### Task requirements:
Return each line of the records below that contains the string "wrist", copied verbatim.

::::::::

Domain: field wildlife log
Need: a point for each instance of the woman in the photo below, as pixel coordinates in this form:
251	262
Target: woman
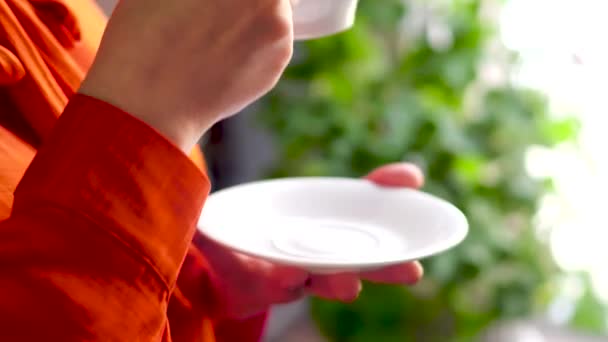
98	207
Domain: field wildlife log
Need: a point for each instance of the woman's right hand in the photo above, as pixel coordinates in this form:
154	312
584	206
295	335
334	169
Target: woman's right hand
183	65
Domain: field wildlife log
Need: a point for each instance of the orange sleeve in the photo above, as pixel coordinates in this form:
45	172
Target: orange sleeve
100	226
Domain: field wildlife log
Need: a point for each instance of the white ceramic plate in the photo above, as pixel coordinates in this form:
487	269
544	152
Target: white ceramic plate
331	224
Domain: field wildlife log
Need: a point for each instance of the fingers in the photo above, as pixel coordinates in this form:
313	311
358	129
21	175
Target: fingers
343	287
404	274
285	284
398	175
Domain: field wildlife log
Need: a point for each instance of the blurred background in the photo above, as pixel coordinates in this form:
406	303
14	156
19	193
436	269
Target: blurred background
502	103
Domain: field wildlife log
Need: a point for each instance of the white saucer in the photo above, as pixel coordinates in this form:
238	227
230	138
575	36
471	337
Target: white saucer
331	224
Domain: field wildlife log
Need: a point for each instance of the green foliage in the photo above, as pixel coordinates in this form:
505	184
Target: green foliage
368	97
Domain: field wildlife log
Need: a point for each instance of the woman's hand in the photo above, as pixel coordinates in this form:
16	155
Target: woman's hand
249	285
183	65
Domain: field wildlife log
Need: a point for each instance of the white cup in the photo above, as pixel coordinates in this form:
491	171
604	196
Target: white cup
320	18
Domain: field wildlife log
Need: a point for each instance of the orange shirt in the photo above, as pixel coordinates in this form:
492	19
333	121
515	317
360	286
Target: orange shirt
93	239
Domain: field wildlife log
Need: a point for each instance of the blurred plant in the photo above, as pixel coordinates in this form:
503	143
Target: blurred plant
430	84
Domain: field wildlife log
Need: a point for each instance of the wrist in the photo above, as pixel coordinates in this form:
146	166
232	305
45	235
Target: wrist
169	119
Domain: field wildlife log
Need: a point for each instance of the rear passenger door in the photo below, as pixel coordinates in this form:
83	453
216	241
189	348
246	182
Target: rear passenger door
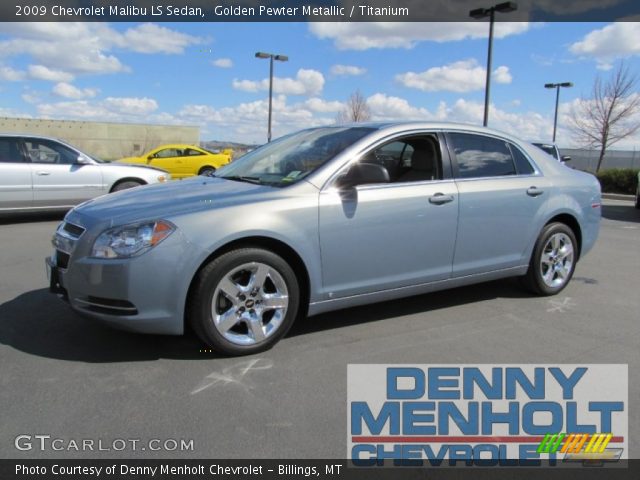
502	202
16	190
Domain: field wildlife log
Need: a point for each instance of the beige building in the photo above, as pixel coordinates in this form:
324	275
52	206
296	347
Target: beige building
105	140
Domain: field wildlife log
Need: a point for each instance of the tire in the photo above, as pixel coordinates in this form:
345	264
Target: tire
126	185
227	309
553	260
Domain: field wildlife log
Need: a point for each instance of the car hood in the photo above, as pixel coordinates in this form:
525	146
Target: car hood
170	199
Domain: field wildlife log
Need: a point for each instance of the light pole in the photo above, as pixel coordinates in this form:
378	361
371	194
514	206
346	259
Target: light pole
271	57
490	12
557	87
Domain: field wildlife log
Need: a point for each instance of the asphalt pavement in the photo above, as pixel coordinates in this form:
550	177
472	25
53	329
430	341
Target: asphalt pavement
69	378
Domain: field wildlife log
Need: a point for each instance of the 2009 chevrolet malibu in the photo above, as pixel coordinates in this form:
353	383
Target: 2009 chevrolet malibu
323	219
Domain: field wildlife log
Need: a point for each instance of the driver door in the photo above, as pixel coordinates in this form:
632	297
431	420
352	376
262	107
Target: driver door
391	235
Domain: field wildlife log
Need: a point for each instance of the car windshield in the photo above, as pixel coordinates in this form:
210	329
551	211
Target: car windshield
547	148
291	158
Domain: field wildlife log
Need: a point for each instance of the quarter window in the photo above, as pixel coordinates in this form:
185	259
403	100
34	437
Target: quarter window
480	156
523	165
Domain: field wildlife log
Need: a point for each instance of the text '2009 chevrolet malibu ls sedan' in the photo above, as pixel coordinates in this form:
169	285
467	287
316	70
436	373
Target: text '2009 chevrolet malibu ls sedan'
324	219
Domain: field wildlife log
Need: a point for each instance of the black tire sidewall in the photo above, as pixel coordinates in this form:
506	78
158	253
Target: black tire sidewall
211	275
535	274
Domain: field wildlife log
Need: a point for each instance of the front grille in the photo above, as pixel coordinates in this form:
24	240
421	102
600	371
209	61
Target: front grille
72	229
62	259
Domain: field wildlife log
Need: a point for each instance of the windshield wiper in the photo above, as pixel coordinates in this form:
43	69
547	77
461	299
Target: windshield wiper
242	178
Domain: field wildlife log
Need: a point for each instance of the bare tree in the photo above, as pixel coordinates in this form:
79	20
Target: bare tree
607	117
356	109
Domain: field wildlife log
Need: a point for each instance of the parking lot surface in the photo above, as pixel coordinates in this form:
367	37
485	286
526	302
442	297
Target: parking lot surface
71	378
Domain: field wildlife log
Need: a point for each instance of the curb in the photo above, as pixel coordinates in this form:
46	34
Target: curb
618	196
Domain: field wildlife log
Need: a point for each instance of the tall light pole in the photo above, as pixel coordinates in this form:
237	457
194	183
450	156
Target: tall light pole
271	57
490	12
557	87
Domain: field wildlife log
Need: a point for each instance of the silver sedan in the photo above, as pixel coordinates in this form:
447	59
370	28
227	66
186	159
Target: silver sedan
40	173
324	219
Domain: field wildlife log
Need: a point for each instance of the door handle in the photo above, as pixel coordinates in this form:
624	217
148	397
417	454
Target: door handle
534	191
440	199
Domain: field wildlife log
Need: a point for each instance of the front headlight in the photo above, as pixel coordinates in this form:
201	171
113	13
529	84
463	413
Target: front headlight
130	240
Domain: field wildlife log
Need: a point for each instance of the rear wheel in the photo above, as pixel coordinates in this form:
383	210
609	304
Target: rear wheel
244	301
125	185
553	260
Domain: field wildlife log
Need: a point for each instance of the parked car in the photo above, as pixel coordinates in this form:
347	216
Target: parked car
324	219
553	150
183	161
40	173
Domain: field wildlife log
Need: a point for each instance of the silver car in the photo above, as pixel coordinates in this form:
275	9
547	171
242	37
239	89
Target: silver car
40	173
324	219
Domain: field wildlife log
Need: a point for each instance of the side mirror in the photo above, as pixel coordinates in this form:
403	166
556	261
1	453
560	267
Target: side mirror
364	173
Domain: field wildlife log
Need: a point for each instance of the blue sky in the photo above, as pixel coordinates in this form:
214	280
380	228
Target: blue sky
205	73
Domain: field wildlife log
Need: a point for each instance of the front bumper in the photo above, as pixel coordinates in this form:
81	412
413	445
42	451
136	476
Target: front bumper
142	294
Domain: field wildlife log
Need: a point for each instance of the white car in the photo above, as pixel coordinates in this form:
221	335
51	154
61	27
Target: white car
40	173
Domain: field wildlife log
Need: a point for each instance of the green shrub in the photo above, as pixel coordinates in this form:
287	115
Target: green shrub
619	180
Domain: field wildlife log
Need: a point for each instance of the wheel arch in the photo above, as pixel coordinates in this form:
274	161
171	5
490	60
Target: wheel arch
288	253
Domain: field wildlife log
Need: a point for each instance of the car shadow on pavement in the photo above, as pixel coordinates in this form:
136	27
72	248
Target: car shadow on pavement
507	288
39	324
621	213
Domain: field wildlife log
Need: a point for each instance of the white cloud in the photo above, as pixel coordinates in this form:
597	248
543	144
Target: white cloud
109	109
363	36
347	70
307	82
609	43
152	38
9	74
40	72
67	90
461	76
384	107
222	63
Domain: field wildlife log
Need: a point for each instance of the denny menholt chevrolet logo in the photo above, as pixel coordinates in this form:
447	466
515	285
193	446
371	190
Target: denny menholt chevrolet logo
487	415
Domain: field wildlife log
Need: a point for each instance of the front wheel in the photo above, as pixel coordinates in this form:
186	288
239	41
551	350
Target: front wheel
553	260
244	301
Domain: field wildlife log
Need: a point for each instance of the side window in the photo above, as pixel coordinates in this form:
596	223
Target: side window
47	151
480	156
168	152
522	163
410	159
10	151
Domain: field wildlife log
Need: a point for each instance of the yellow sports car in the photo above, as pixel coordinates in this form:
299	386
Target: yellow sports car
183	161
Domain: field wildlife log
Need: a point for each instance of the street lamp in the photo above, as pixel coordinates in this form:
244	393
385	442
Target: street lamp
557	87
271	57
479	13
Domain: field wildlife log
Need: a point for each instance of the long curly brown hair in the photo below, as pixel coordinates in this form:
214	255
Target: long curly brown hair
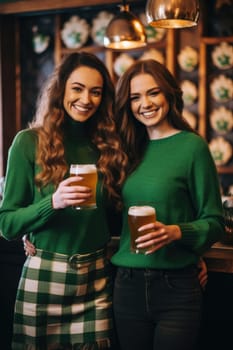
50	117
133	134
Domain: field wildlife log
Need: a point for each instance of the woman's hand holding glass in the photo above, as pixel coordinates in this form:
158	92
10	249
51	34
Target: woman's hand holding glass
68	194
159	236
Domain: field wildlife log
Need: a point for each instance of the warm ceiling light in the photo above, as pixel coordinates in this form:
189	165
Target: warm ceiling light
125	31
172	13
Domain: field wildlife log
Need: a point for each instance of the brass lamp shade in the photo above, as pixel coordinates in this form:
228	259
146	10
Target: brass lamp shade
172	13
125	31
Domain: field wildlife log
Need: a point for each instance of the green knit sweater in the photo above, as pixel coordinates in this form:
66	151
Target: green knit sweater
179	176
25	209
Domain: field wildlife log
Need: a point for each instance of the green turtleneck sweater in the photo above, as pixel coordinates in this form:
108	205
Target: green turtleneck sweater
177	175
25	209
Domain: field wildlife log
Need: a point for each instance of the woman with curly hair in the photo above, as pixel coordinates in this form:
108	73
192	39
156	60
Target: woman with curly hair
64	296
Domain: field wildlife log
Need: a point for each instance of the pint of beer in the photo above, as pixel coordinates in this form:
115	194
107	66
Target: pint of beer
139	216
88	172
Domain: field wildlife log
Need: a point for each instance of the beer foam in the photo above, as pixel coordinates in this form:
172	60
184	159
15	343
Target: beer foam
83	169
141	210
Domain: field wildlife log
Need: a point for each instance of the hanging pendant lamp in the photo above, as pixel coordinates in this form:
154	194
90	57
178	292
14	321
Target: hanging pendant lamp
125	31
172	13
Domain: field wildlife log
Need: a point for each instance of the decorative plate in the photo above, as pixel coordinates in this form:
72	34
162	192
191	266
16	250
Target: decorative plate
222	56
189	92
190	118
99	25
153	54
221	150
152	34
40	41
188	59
221	88
75	32
221	119
122	62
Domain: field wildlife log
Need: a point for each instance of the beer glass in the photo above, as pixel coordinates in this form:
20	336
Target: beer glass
88	172
139	215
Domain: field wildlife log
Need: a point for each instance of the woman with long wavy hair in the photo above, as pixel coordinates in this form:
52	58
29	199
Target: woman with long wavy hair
157	296
64	298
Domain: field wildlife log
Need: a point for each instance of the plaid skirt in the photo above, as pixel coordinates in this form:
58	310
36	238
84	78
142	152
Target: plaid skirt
64	302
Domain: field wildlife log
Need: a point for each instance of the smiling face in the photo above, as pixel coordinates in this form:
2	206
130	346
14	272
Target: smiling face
83	93
149	105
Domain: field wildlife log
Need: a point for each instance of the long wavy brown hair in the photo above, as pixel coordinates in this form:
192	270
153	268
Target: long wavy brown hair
50	117
133	134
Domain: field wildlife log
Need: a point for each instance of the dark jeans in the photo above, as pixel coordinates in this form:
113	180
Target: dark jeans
157	309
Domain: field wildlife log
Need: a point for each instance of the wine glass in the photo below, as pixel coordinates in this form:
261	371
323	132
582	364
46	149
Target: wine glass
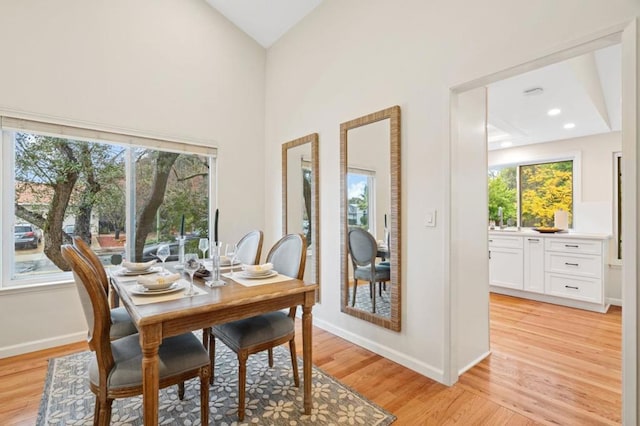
191	265
162	253
232	254
203	245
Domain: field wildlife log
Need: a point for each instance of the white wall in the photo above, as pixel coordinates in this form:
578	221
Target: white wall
165	68
593	209
347	59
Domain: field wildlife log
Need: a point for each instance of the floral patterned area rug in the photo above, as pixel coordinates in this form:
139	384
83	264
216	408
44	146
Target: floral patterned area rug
272	398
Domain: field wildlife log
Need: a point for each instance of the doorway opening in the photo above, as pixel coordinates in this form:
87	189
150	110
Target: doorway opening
463	167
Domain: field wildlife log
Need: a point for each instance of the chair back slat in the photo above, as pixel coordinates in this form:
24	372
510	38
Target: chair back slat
362	247
289	255
96	308
250	248
91	256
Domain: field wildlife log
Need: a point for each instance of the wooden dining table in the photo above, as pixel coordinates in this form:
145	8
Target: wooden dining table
233	301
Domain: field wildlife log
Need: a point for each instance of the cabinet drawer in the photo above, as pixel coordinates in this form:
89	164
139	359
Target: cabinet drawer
505	241
574	264
586	289
573	245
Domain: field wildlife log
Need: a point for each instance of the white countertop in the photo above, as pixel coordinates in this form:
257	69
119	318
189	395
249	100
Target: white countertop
528	232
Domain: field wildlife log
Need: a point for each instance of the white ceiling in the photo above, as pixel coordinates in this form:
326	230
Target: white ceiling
264	20
586	89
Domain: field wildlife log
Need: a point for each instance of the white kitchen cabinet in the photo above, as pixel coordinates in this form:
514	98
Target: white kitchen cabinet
575	269
505	262
566	269
534	264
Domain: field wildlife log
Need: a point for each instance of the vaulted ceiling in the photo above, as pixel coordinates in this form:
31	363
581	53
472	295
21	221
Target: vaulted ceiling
586	90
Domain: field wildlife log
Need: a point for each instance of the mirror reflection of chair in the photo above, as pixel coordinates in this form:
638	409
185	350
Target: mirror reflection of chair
116	369
363	249
264	332
250	248
121	324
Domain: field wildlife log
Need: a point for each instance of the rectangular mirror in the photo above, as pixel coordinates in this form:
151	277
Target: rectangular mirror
370	215
300	199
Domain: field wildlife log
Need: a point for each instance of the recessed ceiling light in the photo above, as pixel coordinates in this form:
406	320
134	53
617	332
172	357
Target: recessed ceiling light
533	91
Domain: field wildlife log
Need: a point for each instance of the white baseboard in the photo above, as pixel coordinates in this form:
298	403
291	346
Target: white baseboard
473	363
38	345
402	359
614	301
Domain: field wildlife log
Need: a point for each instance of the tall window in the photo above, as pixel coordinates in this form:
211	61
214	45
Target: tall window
528	195
360	187
115	196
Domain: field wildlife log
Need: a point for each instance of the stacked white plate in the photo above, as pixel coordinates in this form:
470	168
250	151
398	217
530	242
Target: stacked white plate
257	271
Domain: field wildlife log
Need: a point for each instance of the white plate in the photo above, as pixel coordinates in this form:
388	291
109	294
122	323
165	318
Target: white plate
244	275
128	273
142	291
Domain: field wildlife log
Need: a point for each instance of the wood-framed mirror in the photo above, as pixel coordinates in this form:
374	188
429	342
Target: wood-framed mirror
300	199
370	188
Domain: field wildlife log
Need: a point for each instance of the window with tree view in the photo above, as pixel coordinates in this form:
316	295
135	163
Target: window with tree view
360	204
528	195
65	187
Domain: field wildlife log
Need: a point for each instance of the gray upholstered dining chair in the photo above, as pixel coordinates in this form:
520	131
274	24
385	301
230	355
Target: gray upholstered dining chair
264	332
249	251
121	324
363	249
250	248
116	369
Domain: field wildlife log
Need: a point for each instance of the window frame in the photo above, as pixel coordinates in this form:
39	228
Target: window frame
528	160
11	125
371	182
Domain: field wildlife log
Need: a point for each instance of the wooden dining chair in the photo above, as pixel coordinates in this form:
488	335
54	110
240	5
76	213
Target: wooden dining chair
121	324
250	248
116	369
264	332
363	249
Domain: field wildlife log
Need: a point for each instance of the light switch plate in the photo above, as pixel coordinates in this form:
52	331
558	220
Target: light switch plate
431	218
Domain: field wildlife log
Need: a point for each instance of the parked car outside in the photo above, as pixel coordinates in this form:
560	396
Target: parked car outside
26	236
70	230
149	252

::::::::

### Response for this exercise:
Need: a point for each instance of the wrist in the photo above, as pixel coordinates in this form:
Target: wrist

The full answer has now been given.